◆ **Supplied information**:
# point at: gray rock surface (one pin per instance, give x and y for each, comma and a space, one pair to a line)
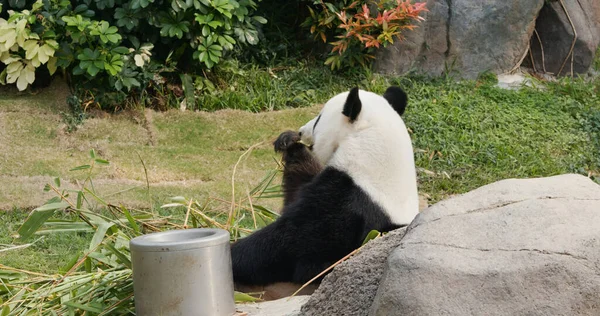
556, 36
514, 247
289, 306
464, 38
350, 288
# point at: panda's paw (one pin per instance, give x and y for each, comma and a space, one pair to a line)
285, 140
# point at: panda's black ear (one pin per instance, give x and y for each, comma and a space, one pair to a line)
353, 105
397, 98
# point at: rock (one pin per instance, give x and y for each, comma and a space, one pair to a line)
289, 306
556, 36
514, 247
464, 38
350, 288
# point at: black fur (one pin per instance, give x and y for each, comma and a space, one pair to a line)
353, 105
300, 166
397, 98
325, 217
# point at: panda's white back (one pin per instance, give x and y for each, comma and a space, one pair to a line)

◆ **What you need to do**:
Reproduce every item above line for line, leaving out the pictures.

◆ **Exercise result**:
# point at: gray rock surface (one pin per instance, give x and y for each, comma and a space, one pair to a line)
556, 36
514, 247
289, 306
464, 38
350, 288
# point at: panda's paw (one pin per instance, give x and y for each, comma and a space, one pair to a line)
285, 140
# point at: panda's black ear (one pin per instance, give x and y for each, comma and a space, one pair to a line)
353, 105
397, 98
# point at: rock (one pin per instance, give x and y for each, comma and a space, one pair to a line)
289, 306
556, 36
514, 247
464, 38
350, 288
# point at: black fur (one pin per instance, give x and y for each, comma and a space, one pair to a line)
353, 105
300, 166
397, 98
325, 217
# point at: panda's white back (one pin per instance, give x and y for each, comma and a space, one pair to a line)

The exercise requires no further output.